(Stored entries)
# # # # # # #

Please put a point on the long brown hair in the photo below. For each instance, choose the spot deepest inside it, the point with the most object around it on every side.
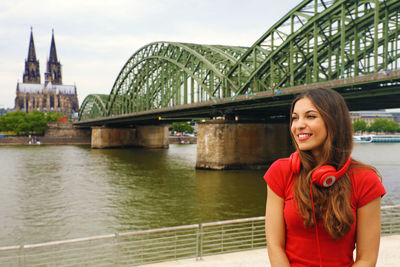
(332, 205)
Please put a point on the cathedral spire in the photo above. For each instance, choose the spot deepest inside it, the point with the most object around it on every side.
(31, 52)
(53, 72)
(31, 73)
(53, 52)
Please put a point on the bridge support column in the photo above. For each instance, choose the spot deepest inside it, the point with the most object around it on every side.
(230, 145)
(152, 136)
(148, 136)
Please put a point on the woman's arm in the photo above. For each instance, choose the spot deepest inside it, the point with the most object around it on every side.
(275, 230)
(368, 233)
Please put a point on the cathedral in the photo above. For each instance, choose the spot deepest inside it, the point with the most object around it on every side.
(51, 95)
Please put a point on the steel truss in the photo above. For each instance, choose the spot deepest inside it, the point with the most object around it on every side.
(318, 40)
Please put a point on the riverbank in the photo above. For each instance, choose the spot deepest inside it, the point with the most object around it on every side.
(67, 134)
(56, 134)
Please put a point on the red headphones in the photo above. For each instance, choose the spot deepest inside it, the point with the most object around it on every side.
(324, 176)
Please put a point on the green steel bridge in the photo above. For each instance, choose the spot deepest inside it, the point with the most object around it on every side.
(341, 44)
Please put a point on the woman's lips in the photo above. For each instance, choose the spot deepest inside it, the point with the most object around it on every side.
(303, 137)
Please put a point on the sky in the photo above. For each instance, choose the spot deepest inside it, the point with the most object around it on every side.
(95, 38)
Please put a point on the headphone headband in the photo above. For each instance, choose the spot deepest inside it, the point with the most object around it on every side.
(324, 176)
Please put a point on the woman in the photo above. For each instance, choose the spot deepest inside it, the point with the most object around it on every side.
(321, 183)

# # # # # # #

Assignment:
All of the records above are to be written out exactly, minus their images.

Exercise answer:
Please put a point on the long brown hair in the photo below. For each instance, choose the spot deepest inside it, the point with the most object around it on every side.
(332, 205)
Please put a point on the cathedral spire in the photo above. For each instance, choose the spot deepest inside it, the point with the most object around it on every side.
(31, 52)
(53, 72)
(31, 73)
(53, 52)
Please put a point on the bridge support column in the photo above. For each instance, choose the spot deepest inside it, the point with the most object around it on every side.
(230, 145)
(152, 136)
(148, 136)
Please put a point on the woman's arm in the photo above. For each instance, choose the spot deepest inside it, the point with the most object around it on every side.
(275, 230)
(368, 233)
Please put a point on the cathedral in the photo above. For each instance, choose the spot deepest inside it, the point with the most object around it on every side.
(51, 95)
Please put a point on the steel truss in the photo above. For each instance, choose the spot deepest inside it, the point with the most object around it on every side.
(318, 40)
Please put a point on the riverbank in the photo above. For each instance, choose the spot deepest inside it, the point with the most object around it on every side.
(67, 134)
(56, 134)
Please put a point on the red headphones in the photo above. For each instance, choose the spot deepest inside it, the point with the most object around it on every side.
(324, 176)
Please put a point on the green steel bridge in the photo above. For each instance, choose the spot deepest inside it, the point with the most object around it on every side.
(341, 44)
Please put a point on the woman's lips in the photo above. For each instance, choose the spot deepest inside it, the point with the most object around it on every side.
(303, 137)
Please put a point on the sky in the photo above. For each instance, choose the spot deepest inside it, the point with the most object around it on every side.
(95, 38)
Please put a point on the headphone headband in the photo above. For each instance, choose the spot deepest inside it, the point with the most object around it on every side.
(324, 176)
Please put a point on the woman in the photo above. For each instance, choose the spot deepest inside it, the point with the most object around it on every side.
(321, 183)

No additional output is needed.